■ Exercise description ■
Give back the whole listing verbatim, printing none of its pictures.

■ Data for this task ■
==*==
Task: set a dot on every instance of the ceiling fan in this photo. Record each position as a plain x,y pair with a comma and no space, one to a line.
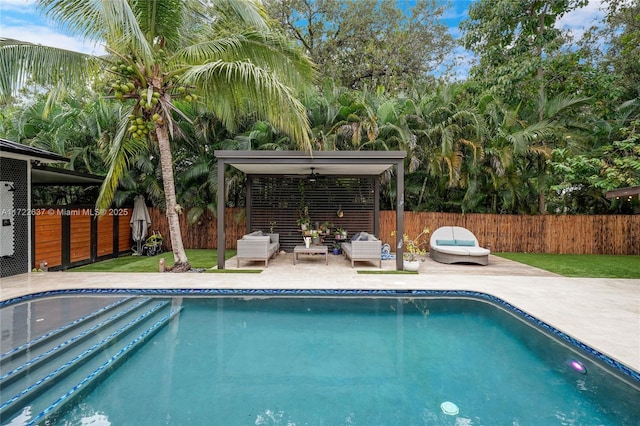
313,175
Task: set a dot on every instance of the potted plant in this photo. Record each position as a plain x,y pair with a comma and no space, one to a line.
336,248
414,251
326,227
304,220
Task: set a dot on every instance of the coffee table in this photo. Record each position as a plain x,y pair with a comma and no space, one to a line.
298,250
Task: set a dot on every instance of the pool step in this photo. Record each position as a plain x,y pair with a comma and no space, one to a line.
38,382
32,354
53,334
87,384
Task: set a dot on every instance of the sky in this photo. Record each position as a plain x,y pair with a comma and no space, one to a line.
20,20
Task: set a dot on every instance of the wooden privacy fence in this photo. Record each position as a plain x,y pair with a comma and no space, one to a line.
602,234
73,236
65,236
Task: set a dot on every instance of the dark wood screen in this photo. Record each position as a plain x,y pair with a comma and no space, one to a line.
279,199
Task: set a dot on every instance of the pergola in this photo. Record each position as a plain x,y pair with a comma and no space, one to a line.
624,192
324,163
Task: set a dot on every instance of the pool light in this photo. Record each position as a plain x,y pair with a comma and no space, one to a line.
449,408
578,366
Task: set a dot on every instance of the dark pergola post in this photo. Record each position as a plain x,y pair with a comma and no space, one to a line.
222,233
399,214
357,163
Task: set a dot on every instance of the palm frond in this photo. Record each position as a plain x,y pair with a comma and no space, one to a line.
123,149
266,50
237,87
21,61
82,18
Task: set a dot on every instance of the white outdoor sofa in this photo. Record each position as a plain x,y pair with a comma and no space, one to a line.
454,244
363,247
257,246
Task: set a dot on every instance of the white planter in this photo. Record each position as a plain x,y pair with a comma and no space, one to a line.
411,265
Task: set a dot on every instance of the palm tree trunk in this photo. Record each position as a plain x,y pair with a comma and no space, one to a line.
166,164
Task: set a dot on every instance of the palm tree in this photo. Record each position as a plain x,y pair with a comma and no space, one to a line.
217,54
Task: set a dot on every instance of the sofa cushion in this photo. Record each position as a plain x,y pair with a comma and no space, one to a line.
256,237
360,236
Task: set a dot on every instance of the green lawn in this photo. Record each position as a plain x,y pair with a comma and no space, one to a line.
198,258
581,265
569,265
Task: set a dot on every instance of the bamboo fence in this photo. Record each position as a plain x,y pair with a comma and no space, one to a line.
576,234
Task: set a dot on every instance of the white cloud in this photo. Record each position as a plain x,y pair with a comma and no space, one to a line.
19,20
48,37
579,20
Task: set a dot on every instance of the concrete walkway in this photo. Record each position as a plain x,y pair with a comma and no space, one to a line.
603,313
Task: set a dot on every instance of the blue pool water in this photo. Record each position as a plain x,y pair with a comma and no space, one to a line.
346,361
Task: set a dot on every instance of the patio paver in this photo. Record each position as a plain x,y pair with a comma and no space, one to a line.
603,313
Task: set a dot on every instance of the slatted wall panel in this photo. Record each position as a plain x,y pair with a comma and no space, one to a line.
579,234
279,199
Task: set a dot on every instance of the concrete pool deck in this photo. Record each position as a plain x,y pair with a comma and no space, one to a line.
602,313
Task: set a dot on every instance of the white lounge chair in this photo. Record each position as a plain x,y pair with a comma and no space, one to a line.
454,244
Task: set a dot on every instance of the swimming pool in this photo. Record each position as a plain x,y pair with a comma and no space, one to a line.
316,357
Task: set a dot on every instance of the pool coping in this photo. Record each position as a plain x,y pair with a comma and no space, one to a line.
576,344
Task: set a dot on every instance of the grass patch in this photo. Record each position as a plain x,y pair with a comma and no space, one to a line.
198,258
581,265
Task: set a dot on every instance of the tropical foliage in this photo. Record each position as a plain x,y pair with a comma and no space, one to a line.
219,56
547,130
==*==
■ Answer area ■
Task: set a dot on every instance of the ceiling fan in this photo. Record each position as a plain x,y pair with a comma and no space, one to a line.
313,175
Task: set a dot on every instance of the potted plant in this photo. Record each position as a plain x,y pair with a comma and no space, one to a line.
336,248
414,251
326,227
304,220
Task: set a dot on every instance of the coffee table in this photo. Record each position as a plain x,y pair with a comma and no space, one to a line.
298,250
Task: set a dot on every instance of the pool step in this photo. Record each position as a plain x,y pair with a comma and no space, one to a line.
38,382
32,354
53,334
87,384
Task: set a dot on every instance of the sky in this photo. Record each position as a plain x,y pair with a comma and no space, one to a line.
20,20
Task: set a dot on every instance of the wooden privacy fence in this photo. Record each position as a plain x,y pair with a comma and no space, one to a line.
602,234
73,236
65,236
Task: set a dot on every instance of the dark wood screen in this photo. Record each position as a plain x,y pair with a comma and no space, one to a line.
279,199
Task: set a dot on every instance of the pergola in this photo. Record each position as a plain x,y pair with a comma and no space, one to a line.
624,192
324,163
Task: set a dot on every instance of the pool light in this photo. Record each position as a plain x,y pair with a comma and no space, one to a line.
449,408
578,366
Task: set a dot on every instance of the dark pergola post in this photo. Record each position as a plain x,y pair with a comma and no space, one to a line.
222,233
399,214
357,163
Task: set a dot on every instance of the palm frond in this photo. Record each position as a plain x,y pair with a comma and no space, one to a line.
123,149
266,50
237,87
21,61
82,18
Task: set a dot on every instance of the white outdoor sofa in this photo. Record each position as a plain x,y pair with a comma and no space, one to a line.
454,244
363,247
257,246
Task: set a dot on every instance of the white planter in this photo. Record each position as a plain x,y pair with a comma and no space, one to a line.
411,265
Task: set a dot on every instance of the palm tree trunk in this photo. Record each position as a plain x,y pair with a comma and no space, one to a line.
166,164
Task: set a dot on every instance of the palm tree in this photo. Record each position as a plain x,y pair with a comma and no space, one to a line.
217,54
Task: set a dot on every instance of the sofa cushion in this photo. Record each position as a plain x,y pair with a comma and no space, one to a line.
256,237
360,236
Task: set a dot on every instance of the green lawn in this photo. Record each position as a plain x,y pair with a comma and no space, one to a line.
198,258
581,265
569,265
Task: set a dot on every instance of the bamboo fence in this photo. Record each position as a plain x,y pair with a comma and no space, one to a line.
576,234
Task: set a dot on every instance of the white cloud in this photo. Record each position as a plain x,y pair with a comma and no space, one to a line.
19,20
48,37
579,20
Task: set a dot on every instance of the concrete walkway in this photo. Record each position as a plain x,y pair with a comma and no space, one to a line.
603,313
Task: set a dot on every instance of the blue pool water in this photo. Record each position as a plain x,y pair with a comma and no space, one to a line.
346,361
Task: set a dot on every instance of the patio paver in this photo. Record each position as a plain x,y pair with a comma and no space, one to a line.
603,313
Task: set a dot on every instance of the slatted wall panel in this photo. Record each position as a plain x,y pair with a comma and no space, one to a line.
579,234
279,199
Task: set a dot on every instance of the concrete pool deck in this photo. Record each position as a plain x,y pair with a comma and no space, one to a line.
602,313
Task: set a dot on every instance of the white lounge chair in this photo. Record each position as a plain x,y pair with a comma and no space, one to a line.
454,244
Task: set a dot on every instance of the swimming pool in this photo. Record each position as a plain x,y pair with a comma and no space, one to a line.
316,357
Task: set a dot on every instance of the pool coping in this photo. Record each position as a plain x,y pair with a comma and no space, one to a line.
576,344
Task: set a dot on every instance of the grass patch in this photo. Record each position as a plain x,y pair with a comma and no space, one to a line.
198,258
581,265
Task: set a dot on every instance of the tropical foliage in this photo. Record each position as a plain x,y pair with a comma and no space, one to a line.
219,56
547,130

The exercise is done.